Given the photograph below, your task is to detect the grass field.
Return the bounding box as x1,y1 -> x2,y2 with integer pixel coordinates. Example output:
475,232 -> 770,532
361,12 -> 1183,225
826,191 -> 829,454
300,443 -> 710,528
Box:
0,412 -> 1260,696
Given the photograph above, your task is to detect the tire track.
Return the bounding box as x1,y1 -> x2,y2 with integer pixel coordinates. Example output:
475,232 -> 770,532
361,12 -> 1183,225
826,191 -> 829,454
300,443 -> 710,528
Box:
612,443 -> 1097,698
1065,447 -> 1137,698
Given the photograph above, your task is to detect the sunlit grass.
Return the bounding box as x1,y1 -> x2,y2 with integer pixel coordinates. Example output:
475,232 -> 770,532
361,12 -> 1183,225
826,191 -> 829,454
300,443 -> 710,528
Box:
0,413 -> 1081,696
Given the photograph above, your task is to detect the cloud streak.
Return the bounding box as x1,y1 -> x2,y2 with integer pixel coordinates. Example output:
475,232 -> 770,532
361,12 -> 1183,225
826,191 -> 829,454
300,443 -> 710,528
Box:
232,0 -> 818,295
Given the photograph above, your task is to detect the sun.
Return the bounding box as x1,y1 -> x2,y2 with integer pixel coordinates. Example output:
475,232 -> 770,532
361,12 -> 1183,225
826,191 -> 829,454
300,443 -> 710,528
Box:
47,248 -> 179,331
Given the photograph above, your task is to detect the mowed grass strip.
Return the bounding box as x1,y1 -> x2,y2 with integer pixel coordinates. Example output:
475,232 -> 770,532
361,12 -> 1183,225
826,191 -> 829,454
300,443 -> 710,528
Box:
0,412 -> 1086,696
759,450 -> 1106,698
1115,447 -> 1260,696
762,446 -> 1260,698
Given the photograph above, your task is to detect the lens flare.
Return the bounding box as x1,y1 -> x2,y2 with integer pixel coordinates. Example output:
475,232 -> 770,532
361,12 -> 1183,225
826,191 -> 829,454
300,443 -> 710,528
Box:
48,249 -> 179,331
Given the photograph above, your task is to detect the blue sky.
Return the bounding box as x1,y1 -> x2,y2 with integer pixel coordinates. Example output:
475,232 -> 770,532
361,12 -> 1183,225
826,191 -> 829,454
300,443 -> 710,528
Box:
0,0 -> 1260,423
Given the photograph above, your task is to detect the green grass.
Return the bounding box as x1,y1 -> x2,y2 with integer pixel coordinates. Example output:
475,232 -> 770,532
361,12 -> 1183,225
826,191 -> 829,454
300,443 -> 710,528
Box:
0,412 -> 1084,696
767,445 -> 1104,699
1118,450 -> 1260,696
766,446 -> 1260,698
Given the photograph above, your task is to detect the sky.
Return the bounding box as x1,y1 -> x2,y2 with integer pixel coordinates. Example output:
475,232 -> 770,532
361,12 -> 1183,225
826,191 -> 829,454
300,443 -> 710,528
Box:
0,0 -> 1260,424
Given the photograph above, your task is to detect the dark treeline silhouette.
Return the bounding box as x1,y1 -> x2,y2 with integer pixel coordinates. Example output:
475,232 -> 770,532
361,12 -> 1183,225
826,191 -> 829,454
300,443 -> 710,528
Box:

_Goal:_ Recast every line of the items above as a single numbered list, omitting any blank lines.

_Answer to this problem:_
1. Given the photograph below, your task is to detect the grass field.
2. Return the bounding box as x1,y1 -> x2,y2 with integer pixel coordinates. Example output:
3. 475,232 -> 770,532
4. 361,12 -> 1183,225
5. 826,191 -> 829,454
6. 300,443 -> 710,528
7. Box:
8. 0,412 -> 1260,696
9. Given the photograph above, your task is to detect the tire track.
10. Return the bounding box as x1,y1 -> x2,y2 with integer pixel coordinates. Example output:
11. 475,232 -> 770,532
12. 361,12 -> 1183,225
13. 826,191 -> 829,454
14. 300,443 -> 710,528
15. Box:
16. 612,443 -> 1097,698
17. 1065,447 -> 1137,698
18. Given the photograph above, your task is to detect the sunlit grass.
19. Return the bounding box as x1,y1 -> x2,y2 with integer pixel coordinates. Example output:
20. 475,232 -> 770,532
21. 361,12 -> 1183,225
22. 826,191 -> 829,454
23. 300,443 -> 710,528
24. Box:
25. 0,413 -> 1081,696
26. Given the photograph above, your task is to detect the cloud streak.
27. Return the bounding box as x1,y1 -> x2,y2 with integer pixel coordinates. Example output:
28. 475,232 -> 770,532
29. 361,12 -> 1183,225
30. 826,191 -> 829,454
31. 300,443 -> 710,528
32. Box:
33. 232,0 -> 818,295
34. Given the photograph above, your task is to detect the sun.
35. Return the bounding box as x1,y1 -> x2,y2 with integer pixel coordinates. Example output:
36. 475,232 -> 770,532
37. 361,12 -> 1183,225
38. 826,191 -> 829,454
39. 300,443 -> 710,528
40. Box:
41. 47,248 -> 179,331
42. Given the photograph above, your task is to detect the mowed grass strip.
43. Return the bounding box as x1,y1 -> x2,y2 with integer pixel coordinates. Example output:
44. 475,232 -> 770,532
45. 361,12 -> 1183,225
46. 826,191 -> 829,454
47. 300,443 -> 710,528
48. Box:
49. 0,412 -> 1086,696
50. 759,450 -> 1106,698
51. 1115,447 -> 1260,696
52. 762,446 -> 1260,698
53. Given the photograph above, your task is to detect the lens flare.
54. Return the bounding box as x1,y1 -> x2,y2 with integer pixel coordinates. Example output:
55. 475,232 -> 770,532
56. 361,12 -> 1183,225
57. 826,191 -> 829,454
58. 300,443 -> 710,528
59. Box:
60. 48,249 -> 179,331
61. Given the photograph above, your task is to detect the blue sky.
62. Return the bounding box as x1,y1 -> x2,y2 with integer pixel coordinates. Example output:
63. 475,232 -> 770,532
64. 361,12 -> 1183,225
65. 826,191 -> 829,454
66. 300,443 -> 710,528
67. Box:
68. 0,0 -> 1260,423
69. Given the photograph above, your task is to detect the green grass.
70. Return the bounding box as x1,y1 -> x2,y2 with integer pixel coordinates. Example output:
71. 475,232 -> 770,532
72. 361,12 -> 1183,225
73. 826,191 -> 829,454
74. 300,443 -> 710,528
75. Box:
76. 0,412 -> 1084,696
77. 767,445 -> 1104,699
78. 1118,450 -> 1260,696
79. 766,446 -> 1260,698
80. Given the photograph above, your task is to detect the sky.
81. Return the bounding box as x1,y1 -> x2,y2 with integer pixel coordinates. Example output:
82. 475,232 -> 770,532
83. 361,12 -> 1183,225
84. 826,191 -> 829,454
85. 300,443 -> 710,528
86. Box:
87. 0,0 -> 1260,424
88. Given the photograph above, your task is to detect the dark treeline silhouette.
89. Return the bounding box as x1,y1 -> x2,y2 with integer pixel coordinates. Example output:
90. 475,232 -> 770,532
91. 361,12 -> 1183,225
92. 826,191 -> 829,454
93. 300,443 -> 710,528
94. Box:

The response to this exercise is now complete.